---------- SOURCE PASSAGE

An in-memory distributed Posix-compatible file system

dsr_ · on Jan 8, 2015

The standalone mode is boring -- it's a ramdisk, about the same as you get from tmpfs.

The standalone_swift mode is interesting -- it's a ramdisk with eventual commit to disk -- but I don't see performance figures or essential config details, like how often it flushes.

The distributed mode is surely cool for some use cases, but it doesn't seem to commit to disk and it neither replicates nor works in parallel.

shafiee01 · on Jan 9, 2015

1-Well if you don't want to use a backend storage what else do you expect?

2-It will flush as soon as you call flush or close your file. It's not necessarily disk and can be any configured backend (right now only swift is supported; however, it's easy to develop other backends as well)

3-Replication is done in the backend storage. Once your data is flushed it's replicated to your desire in Swift, Amazon or whatever backend you are using. What do you mean 'nor works in aralllel'?

notacoward · on Jan 9, 2015

If the back end is eventually consistent, how can you claim POSIX compliance on the front end? User writes and fsyncs, BFS node goes down, somebody tries to read. What will they get? Who the heck knows? The only in-memory copy is gone, and the back end you've chosen doesn't guarantee that you'll get the most recently written data on the next read.

--------------------
---------- DATASET EXTRACT

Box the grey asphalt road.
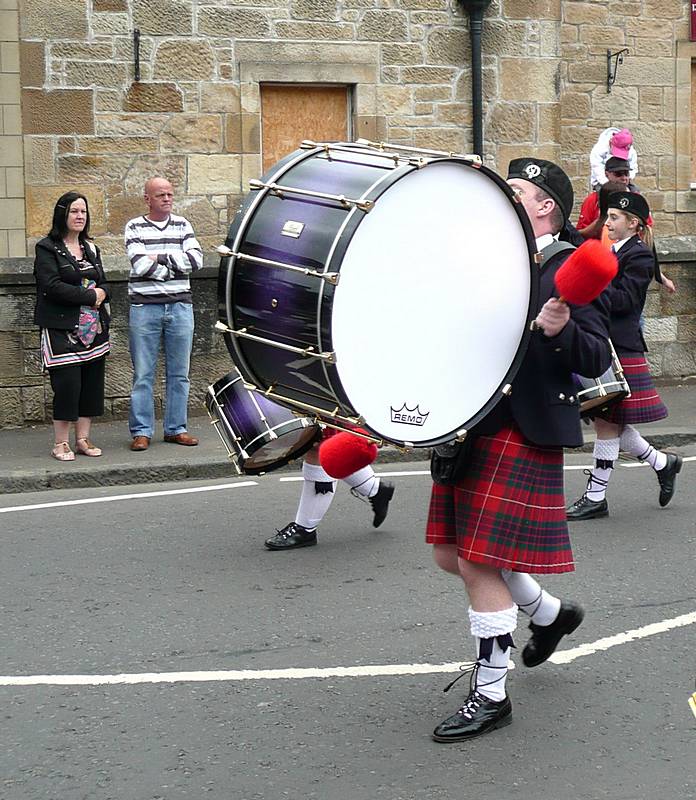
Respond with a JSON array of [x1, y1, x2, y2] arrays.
[[0, 446, 696, 800]]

--------------------

## TO-DO LIST
a. In the forum thread on the in-memory file system, why does notacoward question the claim of POSIX compliance? Answer in one to three sentences.
b. Continue the forum thread on the in-memory file system from its last post.

## ANSWERS FOR THE TASKS
a. The back end is only eventually consistent. If a user writes and fsyncs and the BFS node then goes down, the only in-memory copy is lost. The back end does not guarantee that the next read will return the most recently written data.

b.
It's perfectly OK if you decide on a different consistency model, but then you can't say you're POSIX compliant (actually you can't anyway for legal reasons but that's another topic).

shafiee01 · on Jan 9, 2015

If you flush a file it will be in the backend; Therefore, even if a node goes down, another node will be responsible for that. There will be obviously a delay for the recovery. In POSIX if your buffer is not flushed there is no guarantee that you will get the latest version neither.

Yeah, maybe I should totally get rid of that "POSIX" compatible thing. I had that in mind because I expose my fs interface through fuse library and supposedly they cover POSIX.

notacoward · on Jan 9, 2015

> In POSIX if your buffer is not flushed there is no guarantee that you will get the latest version neither.

That's not true. If it's not flushed there's no guarantee that it will be durable (i.e. on stable storage, will survive a crash of the entire system). However, there is a guarantee that it will be consistent.

http://pubs.opengroup.org/onlinepubs/009695399/functions/wri...

> After a write() to a regular file has successfully returned:

> Any successful read() from each byte position in the file that was modified by that write shall return the data specified by the write()

Even more specifically, and relevantly to the current point...

> If a read() of file data can be proven (by any means) to occur after a write() of the data, it must reflect that write(), even if the calls are made by different processes.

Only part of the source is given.